Extract provided »
*** Block opens ***

Budget
Charles County Public Schools (CCPS) Fiscal Year 2025 Operating Budget Request
The Board of Education of Charles County at its Feb. 13, 2024, meeting approved Superintendent of Schools Maria V. Navarro, Ed.D., proposed Fiscal Year 2025 Operating Budget. The Superintendent’s $523.4 million request prioritizes employee compensation and benefits, salary increases necessary to meet the Blueprint for Maryland’s Future requirements, the expansion of both early childhood and early college programs and to support all other existing CCPS operations.
Fiscal Year 2025 Budget request summary
The request totals $523,360,247 and includes an additional $42.6 million, or a 8.9% increase over fiscal year 2024. State funding is increasing by an estimated $10.8 million, or a 4.2% increase over fiscal year 2024. The fiscal year 2025 cost per pupil in the budget is $18,175, which is an increase of $584 per student. A total of 64 cents of each dollar in the budget is spent on classroom instruction. CCPS is the second largest employer in Charles County. Nearly 75% of employees live in Charles County, and spend their salaries in the community, which boosts the local economy.
Competitive salaries
The largest line item of the CCPS budget request is $17.1 million for funding to attract and retain teachers and to fairly compensate support staff. The statewide shrinking pool of teacher candidates requires CCPS to offer competitive salaries. CCPS also continues to address findings from a recent support staff compensation study that indicates the school system is 9% behind in salaries across competitive markets. Funding for rising employee benefit costs is also included in the fiscal year 2025 budget request.

*** Block closes ***

Segmentation mask data »

*** Block opens ***

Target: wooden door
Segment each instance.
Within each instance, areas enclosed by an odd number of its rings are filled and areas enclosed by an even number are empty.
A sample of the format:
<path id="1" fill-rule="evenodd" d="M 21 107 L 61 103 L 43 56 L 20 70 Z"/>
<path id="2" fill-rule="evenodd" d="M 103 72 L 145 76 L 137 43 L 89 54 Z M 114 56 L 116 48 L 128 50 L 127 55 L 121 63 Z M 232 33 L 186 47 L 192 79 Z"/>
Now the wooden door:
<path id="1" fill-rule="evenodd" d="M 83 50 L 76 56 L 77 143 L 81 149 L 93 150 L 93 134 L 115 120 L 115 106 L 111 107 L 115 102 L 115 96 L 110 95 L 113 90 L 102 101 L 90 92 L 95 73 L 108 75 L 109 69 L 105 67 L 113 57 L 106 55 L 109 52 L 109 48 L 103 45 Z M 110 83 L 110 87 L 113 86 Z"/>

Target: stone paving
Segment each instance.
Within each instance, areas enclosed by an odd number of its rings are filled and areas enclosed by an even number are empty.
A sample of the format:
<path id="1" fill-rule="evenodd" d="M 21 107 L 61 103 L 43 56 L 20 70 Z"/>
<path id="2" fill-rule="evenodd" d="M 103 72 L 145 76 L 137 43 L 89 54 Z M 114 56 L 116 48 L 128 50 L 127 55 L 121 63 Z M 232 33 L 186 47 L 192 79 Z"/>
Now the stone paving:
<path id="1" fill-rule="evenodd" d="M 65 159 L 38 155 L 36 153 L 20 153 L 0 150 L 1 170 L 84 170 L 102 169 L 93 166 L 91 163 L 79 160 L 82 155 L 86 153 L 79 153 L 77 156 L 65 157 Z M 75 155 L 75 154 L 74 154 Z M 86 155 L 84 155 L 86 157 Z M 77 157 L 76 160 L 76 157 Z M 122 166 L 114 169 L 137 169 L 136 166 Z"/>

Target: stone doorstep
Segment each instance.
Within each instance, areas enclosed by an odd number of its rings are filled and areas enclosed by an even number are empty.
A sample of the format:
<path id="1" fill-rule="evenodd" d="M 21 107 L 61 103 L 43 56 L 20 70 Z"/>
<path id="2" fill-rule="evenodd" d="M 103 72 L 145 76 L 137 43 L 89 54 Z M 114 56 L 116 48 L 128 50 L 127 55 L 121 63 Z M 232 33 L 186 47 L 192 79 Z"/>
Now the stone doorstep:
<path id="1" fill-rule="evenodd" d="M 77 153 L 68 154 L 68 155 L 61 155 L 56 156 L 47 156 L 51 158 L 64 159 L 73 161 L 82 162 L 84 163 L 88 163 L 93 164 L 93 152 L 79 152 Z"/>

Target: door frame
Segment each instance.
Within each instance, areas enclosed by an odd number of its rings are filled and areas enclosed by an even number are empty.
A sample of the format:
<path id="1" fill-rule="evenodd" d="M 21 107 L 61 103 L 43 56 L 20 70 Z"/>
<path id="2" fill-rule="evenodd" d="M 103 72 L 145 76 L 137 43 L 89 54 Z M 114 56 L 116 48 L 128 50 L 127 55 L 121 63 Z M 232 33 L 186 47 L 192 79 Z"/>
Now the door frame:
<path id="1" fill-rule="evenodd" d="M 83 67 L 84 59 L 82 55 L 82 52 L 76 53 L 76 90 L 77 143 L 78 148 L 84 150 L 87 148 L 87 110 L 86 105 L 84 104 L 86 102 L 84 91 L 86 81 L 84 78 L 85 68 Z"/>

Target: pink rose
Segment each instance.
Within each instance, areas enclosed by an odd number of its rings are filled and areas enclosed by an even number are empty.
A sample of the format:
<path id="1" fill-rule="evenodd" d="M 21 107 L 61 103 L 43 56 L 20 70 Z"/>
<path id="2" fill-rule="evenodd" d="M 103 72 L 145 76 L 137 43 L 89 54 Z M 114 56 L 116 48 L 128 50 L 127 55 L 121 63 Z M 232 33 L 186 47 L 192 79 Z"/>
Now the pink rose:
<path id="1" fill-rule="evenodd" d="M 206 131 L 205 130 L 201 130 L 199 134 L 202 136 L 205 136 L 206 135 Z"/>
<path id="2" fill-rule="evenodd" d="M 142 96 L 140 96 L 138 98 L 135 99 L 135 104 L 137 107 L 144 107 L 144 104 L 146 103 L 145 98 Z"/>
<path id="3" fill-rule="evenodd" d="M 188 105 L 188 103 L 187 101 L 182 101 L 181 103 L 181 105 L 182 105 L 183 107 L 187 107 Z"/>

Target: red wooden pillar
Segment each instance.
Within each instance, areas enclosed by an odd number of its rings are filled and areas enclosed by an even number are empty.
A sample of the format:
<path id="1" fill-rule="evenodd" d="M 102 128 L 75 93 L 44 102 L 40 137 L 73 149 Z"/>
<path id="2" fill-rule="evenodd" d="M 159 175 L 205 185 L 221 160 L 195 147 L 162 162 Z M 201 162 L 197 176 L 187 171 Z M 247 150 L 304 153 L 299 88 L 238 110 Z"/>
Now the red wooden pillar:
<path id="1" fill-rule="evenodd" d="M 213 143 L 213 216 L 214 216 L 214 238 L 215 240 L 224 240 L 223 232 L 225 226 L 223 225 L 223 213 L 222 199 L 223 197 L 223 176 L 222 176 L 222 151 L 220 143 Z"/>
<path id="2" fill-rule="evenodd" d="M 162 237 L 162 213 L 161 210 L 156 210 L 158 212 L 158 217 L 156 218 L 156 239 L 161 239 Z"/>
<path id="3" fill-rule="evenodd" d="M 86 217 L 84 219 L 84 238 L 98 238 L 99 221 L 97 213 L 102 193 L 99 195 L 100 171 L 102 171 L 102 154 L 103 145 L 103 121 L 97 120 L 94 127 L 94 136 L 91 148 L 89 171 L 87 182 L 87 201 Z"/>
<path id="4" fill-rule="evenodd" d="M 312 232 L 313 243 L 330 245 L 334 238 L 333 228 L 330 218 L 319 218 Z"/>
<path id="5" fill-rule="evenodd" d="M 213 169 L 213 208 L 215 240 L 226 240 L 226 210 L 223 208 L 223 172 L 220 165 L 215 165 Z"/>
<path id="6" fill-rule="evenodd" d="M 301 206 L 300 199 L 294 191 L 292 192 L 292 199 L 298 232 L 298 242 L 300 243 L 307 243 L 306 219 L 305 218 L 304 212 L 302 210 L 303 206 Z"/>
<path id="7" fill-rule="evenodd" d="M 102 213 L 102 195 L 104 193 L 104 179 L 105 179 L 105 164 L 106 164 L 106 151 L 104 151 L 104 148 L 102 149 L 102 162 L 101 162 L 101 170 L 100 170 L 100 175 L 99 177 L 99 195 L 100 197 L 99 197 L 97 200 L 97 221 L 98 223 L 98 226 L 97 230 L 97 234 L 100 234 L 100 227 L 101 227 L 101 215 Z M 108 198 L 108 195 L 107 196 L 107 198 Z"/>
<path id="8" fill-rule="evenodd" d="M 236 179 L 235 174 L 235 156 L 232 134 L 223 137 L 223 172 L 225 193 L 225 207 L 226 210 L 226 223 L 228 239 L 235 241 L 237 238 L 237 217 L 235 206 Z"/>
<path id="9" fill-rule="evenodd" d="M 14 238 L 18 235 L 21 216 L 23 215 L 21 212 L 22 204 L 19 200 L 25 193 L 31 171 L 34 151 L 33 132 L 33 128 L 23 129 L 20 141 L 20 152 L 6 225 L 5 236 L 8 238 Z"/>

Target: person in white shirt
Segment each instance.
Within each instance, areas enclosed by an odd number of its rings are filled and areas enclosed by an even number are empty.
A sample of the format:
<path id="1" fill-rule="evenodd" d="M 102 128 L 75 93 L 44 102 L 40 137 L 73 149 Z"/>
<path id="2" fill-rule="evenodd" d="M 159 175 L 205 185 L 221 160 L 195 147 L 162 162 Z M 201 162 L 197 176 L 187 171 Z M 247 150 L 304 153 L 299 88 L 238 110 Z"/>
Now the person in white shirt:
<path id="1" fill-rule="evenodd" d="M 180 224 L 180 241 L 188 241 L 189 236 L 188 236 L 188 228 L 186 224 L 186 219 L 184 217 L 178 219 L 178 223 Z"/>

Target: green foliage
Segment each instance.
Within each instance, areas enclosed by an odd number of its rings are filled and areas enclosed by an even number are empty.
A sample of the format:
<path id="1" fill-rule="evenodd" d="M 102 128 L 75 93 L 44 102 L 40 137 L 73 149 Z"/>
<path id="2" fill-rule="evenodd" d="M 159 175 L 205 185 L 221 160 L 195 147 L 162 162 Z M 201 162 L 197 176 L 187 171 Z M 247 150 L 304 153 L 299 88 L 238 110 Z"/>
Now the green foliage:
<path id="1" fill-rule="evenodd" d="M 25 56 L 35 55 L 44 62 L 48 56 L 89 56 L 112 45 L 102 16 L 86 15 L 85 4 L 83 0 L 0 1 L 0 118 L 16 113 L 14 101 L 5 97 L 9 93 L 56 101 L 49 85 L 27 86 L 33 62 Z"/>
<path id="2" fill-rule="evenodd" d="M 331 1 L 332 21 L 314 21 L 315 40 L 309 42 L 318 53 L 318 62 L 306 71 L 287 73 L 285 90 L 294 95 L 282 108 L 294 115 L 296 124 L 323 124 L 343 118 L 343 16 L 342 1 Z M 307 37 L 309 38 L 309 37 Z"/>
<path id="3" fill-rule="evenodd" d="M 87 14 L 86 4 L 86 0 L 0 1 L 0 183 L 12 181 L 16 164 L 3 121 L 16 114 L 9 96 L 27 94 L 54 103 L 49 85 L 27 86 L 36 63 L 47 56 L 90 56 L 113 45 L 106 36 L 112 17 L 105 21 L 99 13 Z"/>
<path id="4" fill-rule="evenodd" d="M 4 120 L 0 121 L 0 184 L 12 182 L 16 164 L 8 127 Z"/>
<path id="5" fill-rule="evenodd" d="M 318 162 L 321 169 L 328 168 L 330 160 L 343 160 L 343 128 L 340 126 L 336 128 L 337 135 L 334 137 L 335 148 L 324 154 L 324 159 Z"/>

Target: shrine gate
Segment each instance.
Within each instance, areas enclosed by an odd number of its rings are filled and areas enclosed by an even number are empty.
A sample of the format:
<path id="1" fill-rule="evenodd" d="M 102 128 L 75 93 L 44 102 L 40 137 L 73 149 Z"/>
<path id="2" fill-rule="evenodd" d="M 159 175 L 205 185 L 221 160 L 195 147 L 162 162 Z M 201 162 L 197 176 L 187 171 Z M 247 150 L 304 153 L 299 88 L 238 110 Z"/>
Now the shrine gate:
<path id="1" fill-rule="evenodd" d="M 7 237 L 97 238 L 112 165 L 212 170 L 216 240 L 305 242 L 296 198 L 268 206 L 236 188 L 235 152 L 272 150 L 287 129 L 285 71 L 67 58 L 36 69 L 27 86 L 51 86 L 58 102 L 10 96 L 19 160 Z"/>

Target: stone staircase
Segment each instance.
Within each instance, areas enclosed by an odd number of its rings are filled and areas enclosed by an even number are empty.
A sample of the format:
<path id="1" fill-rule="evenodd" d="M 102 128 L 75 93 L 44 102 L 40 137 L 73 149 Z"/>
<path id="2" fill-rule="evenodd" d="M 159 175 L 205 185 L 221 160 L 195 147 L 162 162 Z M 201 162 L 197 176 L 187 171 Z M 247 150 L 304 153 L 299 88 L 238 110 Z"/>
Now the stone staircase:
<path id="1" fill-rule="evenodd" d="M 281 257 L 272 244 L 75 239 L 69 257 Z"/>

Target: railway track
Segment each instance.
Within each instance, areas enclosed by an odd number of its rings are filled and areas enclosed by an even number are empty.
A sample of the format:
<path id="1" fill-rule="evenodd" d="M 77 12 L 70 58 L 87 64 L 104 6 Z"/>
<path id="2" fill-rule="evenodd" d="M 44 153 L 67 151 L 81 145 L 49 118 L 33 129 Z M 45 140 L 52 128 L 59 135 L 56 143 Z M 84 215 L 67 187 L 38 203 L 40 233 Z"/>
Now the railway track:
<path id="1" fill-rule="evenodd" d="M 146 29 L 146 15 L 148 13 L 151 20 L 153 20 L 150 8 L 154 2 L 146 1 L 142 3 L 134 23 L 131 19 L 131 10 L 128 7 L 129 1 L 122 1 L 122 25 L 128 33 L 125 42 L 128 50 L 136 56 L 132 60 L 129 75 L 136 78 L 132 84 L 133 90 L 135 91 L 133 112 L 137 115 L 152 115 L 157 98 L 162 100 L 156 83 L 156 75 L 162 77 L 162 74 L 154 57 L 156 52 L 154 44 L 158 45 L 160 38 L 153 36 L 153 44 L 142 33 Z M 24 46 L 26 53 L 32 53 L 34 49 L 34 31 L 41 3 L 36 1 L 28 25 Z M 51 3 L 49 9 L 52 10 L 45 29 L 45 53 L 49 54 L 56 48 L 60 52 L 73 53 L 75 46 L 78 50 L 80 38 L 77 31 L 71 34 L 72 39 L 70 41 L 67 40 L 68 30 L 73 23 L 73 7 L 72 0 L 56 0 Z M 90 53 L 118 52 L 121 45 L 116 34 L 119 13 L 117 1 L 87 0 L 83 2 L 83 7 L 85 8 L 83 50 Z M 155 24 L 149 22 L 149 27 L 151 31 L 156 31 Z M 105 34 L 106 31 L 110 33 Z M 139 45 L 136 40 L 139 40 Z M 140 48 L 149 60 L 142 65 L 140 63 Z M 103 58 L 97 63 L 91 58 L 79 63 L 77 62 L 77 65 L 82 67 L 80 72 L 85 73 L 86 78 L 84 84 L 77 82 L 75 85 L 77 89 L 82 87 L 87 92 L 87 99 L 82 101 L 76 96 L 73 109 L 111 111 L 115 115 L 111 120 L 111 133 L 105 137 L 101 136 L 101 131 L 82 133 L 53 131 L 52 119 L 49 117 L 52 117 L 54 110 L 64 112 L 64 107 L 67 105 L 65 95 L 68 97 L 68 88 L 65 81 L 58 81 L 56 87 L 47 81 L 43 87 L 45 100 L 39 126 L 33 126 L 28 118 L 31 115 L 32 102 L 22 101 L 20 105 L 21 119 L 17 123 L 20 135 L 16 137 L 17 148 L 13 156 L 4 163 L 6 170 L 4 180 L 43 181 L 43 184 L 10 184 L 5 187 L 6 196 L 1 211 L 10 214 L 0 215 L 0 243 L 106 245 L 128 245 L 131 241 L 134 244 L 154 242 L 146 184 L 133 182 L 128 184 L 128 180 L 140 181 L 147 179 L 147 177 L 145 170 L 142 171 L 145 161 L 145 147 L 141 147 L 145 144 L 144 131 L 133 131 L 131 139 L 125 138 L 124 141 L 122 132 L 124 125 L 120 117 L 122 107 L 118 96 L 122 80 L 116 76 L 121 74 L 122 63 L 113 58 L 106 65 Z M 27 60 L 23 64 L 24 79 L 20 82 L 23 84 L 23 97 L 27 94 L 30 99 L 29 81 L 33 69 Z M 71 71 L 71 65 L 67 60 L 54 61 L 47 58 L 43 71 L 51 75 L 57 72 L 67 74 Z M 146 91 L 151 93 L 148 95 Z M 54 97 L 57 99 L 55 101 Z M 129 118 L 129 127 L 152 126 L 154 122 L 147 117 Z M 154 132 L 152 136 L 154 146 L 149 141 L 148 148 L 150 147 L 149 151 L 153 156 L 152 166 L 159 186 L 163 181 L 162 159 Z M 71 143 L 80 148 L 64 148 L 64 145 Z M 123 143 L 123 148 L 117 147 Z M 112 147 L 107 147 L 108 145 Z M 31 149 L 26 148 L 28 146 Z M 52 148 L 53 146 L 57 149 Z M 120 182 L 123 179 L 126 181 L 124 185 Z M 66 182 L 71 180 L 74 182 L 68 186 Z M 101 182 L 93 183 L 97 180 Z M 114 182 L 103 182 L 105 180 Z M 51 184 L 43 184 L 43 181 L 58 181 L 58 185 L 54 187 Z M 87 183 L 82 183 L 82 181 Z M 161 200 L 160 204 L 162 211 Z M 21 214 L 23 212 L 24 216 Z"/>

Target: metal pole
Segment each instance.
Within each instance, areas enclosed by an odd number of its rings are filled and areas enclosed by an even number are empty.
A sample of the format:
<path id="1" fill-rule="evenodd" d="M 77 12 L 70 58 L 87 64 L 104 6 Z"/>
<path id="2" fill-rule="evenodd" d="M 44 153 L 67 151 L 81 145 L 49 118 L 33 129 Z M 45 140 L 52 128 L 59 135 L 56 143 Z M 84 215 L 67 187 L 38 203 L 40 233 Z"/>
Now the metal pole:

*** Block closes ***

Tasks to complete »
**1)** List every percentage figure that appears in the CCPS budget text, noting what each one describes.
**2)** Summarize the CCPS budget text in two sentences.

Solutions to the tasks »
**1)**
- 8.9%: the increase of the fiscal year 2025 request over fiscal year 2024
- 4.2%: the estimated increase in state funding over fiscal year 2024
- 75% (stated as "Nearly 75%"): the share of employees who live in Charles County
- 9%: how far behind the school system is in support staff salaries across competitive markets, according to a recent compensation study

**2)** On Feb. 13, 2024, the Board of Education of Charles County approved the Superintendent's proposed Fiscal Year 2025 Operating Budget of $523,360,247. The request is $42.6 million more than fiscal year 2024, and its largest line item is $17.1 million to attract and retain teachers and to compensate support staff fairly.